### REQUEST
Locate every line in the records below that contains the string "target", and copy each one out. The match is case-sensitive.

Extracts from a box-labeled dataset
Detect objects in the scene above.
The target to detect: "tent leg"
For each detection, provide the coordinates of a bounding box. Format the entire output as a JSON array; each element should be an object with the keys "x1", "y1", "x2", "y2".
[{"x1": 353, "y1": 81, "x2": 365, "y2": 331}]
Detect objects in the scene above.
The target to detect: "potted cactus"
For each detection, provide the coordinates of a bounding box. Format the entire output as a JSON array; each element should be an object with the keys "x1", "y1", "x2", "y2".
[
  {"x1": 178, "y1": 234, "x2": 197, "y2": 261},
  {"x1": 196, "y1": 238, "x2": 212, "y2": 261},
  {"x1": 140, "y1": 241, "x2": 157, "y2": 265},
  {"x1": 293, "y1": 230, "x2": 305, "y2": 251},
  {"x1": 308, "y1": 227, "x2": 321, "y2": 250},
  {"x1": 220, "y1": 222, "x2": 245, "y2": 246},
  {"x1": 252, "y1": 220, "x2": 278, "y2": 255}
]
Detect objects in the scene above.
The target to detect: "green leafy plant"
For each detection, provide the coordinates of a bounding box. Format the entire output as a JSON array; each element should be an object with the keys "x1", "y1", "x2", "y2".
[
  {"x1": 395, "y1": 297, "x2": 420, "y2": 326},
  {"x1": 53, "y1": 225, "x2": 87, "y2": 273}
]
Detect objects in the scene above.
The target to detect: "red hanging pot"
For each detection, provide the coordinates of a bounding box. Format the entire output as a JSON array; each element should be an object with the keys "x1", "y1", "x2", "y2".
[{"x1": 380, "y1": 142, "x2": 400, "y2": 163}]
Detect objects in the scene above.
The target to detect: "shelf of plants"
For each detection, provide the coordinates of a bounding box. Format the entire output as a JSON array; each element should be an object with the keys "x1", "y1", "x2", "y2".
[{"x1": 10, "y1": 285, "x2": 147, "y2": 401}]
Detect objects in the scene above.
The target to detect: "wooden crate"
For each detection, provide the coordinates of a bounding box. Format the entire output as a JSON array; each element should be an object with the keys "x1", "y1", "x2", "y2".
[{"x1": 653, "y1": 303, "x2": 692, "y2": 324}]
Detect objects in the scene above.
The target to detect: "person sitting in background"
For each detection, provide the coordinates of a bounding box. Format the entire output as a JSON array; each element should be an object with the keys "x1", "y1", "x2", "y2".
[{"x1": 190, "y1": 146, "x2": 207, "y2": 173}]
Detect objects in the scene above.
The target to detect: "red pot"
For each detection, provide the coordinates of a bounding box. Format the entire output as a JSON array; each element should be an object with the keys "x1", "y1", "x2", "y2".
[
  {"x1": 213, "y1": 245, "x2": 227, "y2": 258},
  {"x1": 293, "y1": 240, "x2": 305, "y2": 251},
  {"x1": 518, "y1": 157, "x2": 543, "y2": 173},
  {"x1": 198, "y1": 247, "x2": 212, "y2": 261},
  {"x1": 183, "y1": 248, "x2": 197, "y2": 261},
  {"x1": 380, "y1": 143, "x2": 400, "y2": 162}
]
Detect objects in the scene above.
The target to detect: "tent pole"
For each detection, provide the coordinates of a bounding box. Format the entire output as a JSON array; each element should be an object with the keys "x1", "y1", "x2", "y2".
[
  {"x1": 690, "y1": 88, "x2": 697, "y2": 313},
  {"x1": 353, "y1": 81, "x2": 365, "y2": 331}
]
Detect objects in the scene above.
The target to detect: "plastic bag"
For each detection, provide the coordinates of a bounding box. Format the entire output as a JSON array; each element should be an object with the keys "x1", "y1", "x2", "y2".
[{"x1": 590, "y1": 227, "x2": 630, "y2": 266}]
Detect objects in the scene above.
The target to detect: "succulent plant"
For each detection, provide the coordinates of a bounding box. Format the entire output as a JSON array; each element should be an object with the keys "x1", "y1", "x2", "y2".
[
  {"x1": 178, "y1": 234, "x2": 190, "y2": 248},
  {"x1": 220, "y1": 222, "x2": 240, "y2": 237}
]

### FULL RESPONSE
The target to detect: "tent leg"
The target to detect: "potted cactus"
The target to detect: "green leafy plant"
The target to detect: "red hanging pot"
The target to detect: "shelf of plants"
The target to detect: "wooden crate"
The target to detect: "person sitting in background"
The target to detect: "red pot"
The target to detect: "tent pole"
The target to detect: "plastic bag"
The target to detect: "succulent plant"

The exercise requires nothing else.